> _Exercise directions_
Copy out every line of the listing below word for word, without changing any character.

--------------------------------

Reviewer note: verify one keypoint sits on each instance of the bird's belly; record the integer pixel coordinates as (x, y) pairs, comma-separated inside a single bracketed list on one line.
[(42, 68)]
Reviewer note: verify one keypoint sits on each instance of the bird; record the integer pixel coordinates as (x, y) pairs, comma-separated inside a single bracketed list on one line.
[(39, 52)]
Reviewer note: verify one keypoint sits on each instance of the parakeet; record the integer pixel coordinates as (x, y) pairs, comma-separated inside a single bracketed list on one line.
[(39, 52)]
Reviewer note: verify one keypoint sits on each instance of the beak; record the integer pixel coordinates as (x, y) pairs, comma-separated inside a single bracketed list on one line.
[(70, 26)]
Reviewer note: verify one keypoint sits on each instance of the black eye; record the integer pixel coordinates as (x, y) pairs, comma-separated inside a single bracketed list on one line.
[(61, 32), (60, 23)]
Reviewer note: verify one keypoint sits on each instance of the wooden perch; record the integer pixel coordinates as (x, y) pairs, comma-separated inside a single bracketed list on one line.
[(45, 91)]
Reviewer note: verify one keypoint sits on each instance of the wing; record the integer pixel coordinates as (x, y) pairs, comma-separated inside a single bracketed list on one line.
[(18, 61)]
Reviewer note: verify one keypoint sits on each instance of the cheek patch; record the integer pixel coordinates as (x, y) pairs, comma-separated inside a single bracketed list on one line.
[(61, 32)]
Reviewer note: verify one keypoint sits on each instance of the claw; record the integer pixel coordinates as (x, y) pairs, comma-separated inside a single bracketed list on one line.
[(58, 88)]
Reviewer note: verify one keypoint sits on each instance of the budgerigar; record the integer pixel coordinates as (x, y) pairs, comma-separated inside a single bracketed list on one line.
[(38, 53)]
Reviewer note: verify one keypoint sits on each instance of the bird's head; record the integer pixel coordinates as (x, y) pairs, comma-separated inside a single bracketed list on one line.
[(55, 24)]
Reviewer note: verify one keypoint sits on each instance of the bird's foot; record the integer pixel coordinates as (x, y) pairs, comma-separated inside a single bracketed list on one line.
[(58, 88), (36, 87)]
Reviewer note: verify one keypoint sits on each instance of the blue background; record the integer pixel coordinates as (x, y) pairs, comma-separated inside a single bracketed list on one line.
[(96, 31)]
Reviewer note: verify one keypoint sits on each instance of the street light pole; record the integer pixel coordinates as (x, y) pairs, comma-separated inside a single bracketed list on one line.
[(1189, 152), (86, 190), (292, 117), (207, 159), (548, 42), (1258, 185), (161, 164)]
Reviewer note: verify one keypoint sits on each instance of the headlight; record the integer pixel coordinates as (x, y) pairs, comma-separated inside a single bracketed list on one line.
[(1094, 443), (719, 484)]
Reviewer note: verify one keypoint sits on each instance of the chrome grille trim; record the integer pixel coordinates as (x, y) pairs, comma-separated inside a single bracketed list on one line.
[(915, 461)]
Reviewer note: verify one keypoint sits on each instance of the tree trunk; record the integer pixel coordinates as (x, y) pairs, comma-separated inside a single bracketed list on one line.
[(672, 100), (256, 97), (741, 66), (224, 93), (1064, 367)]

--------------------------------

> _Full answer_
Reviewer note: verify one keypoint sits on each instance of the bird's belly; record the integer pixel coordinates as (x, y) pairs, comma-separated inside a single bracketed list on one line.
[(42, 68)]
Reviewer note: verify one keypoint sits on each instance of the bird; record the integer pixel coordinates as (x, y) pairs, comma-separated inside a single bracketed list on one line.
[(39, 52)]
Reviewer note: verify one keypoint sits on each instance of the parakeet; record the integer pixel coordinates as (x, y) pairs, comma-separated inside a single bracketed list on one line.
[(39, 52)]
Reviewer note: verify one keypoint sits on each instance of the beak; record the integer pixel coordinates as (x, y) pairs, comma-separated inside a single bracketed list on one line.
[(70, 26)]
Reviewer note: verify one keypoint sits on each instance of the black eye; record the integer pixel coordinates as (x, y) pairs, comma-separated inside a single bracketed list on one line.
[(61, 32), (60, 23)]
Reviewer note: verify one keypoint sits on each instance of the wooden perch; record the integer pixel coordinates as (x, y) pairs, comma-separated inside a single bracketed list on one line.
[(45, 91)]
Reviewer note: verify one keypoint sits on each instance of the wing; record the integer pixel coordinates as (x, y) pairs, comma-separated inside a single bracketed list on one line.
[(18, 61)]
Reviewer note: verify one keypoint sits on each instance of the cheek patch; record the integer pixel coordinates as (x, y) pairs, comma-separated inside a single bracketed list on one line.
[(61, 32)]
Reviewer note: verify one keypoint sits on each instance of the claw; record the integer pixel coordinates as (x, y) pairs, comma-separated inside a single bracketed list on one line.
[(58, 88)]
Reviewer note: verify one keypoint sits on each instance of the budgerigar; record the integer pixel coordinates as (x, y) pairs, comma-separated inside a single bracketed list on one line.
[(38, 53)]
Reviewer note: verify one keypoint sits on each instance of the bird's head; record the integer pixel coordinates as (x, y) pairs, comma-separated inside a single bracketed list on one line.
[(55, 24)]
Reviewer note: verify one keypoint sits on each instance of the bird's foot; record the integer pixel coordinates as (x, y) pairs, comma-separated inside a single bracketed list on one line.
[(58, 88), (36, 87)]
Reviewer note: verify one keypoint sits on each instance of the blue background; record the integer pixel coordinates as (x, y) pairs, comma-separated inside a single bracketed list on one line.
[(96, 31)]
Reviewer note: verify one keypoint sits on each instance of the street light pole; record the integer pixel coordinates as (x, y) pairs, comma-separated inside a single bracketed list on one line.
[(1189, 152), (86, 190), (292, 117), (207, 159), (548, 42), (1258, 185), (161, 164)]
Reviewer note: verify one keypoint sits on each instance of the headlight; record the integer pixel coordinates as (x, y) pairs, comma-separated inside a single bracketed list on one line.
[(1094, 443), (719, 484)]
Reviewer note: verify one keypoint sits on each instance of the chrome grille trim; record the integer pixel coordinates as (x, y) pairs, comma-separated inside a single bracketed list on one line.
[(915, 461)]
Reviewer note: verify one keypoint sits on each instance of the tree trunk; record the integer pixel coordinates as (x, y) pairs, comma-separated inside a single bracketed list on one line.
[(672, 100), (256, 97), (741, 66), (224, 93), (1064, 367)]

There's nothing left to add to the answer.